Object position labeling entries
——————————
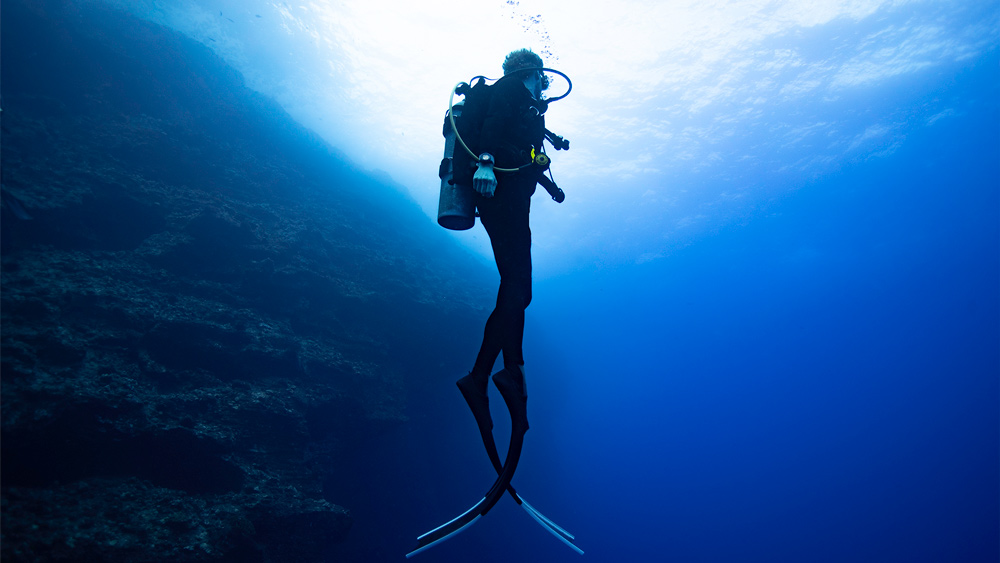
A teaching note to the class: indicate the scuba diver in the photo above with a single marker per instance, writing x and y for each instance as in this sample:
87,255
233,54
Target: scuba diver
494,158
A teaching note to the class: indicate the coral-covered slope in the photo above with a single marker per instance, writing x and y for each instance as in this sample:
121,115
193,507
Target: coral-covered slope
199,299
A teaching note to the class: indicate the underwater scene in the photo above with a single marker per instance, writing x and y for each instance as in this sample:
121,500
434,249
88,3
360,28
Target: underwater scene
763,270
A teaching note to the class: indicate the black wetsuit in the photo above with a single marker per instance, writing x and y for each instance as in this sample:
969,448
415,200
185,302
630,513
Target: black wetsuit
511,127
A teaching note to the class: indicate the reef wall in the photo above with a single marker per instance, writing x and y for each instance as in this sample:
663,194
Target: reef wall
200,299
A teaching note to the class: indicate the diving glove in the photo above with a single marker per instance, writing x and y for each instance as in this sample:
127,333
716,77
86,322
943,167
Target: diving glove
484,180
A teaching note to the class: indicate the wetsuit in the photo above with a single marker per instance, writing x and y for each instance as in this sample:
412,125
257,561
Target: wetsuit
511,127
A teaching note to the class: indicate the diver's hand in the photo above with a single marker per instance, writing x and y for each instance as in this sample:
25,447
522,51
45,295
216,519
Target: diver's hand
484,180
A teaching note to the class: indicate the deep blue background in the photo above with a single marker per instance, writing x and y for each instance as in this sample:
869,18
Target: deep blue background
819,383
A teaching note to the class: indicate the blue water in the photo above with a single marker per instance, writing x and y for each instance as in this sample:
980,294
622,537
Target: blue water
819,381
817,384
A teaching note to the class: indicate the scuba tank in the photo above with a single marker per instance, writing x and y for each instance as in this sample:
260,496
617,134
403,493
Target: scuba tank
457,203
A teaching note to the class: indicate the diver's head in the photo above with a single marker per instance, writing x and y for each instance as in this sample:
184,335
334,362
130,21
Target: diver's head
522,59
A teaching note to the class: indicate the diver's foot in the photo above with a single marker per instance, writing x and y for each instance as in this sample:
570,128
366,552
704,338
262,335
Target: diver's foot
510,382
473,388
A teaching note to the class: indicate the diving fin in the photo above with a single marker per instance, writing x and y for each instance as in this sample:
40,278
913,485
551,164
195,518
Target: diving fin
475,396
470,516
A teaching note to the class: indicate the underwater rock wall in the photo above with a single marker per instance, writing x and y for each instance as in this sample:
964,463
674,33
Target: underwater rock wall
——————————
Begin with the line containing "A teaching note to the class: indicate the diver's foot" and repeat each line exactly until the records above end.

_The solution_
A teaching note to the class: indicate the diver's foot in the photo above with a single marker per instance, writing x and y for each instance as in this sample:
570,128
366,552
704,338
262,335
Target: diver's foot
510,382
473,388
A teaching note to the class: indicate the diving fin in the photo above with a single marker per instance, writing x and y for each instance as in this sample:
40,278
913,485
551,164
195,518
Target: diving fin
475,396
470,516
A teaching note to the class: indicate the underwater rock wall in the photo above with a single marker per instance, writing x and y for each instance as in this sample:
964,463
674,33
Target: underwater rock wall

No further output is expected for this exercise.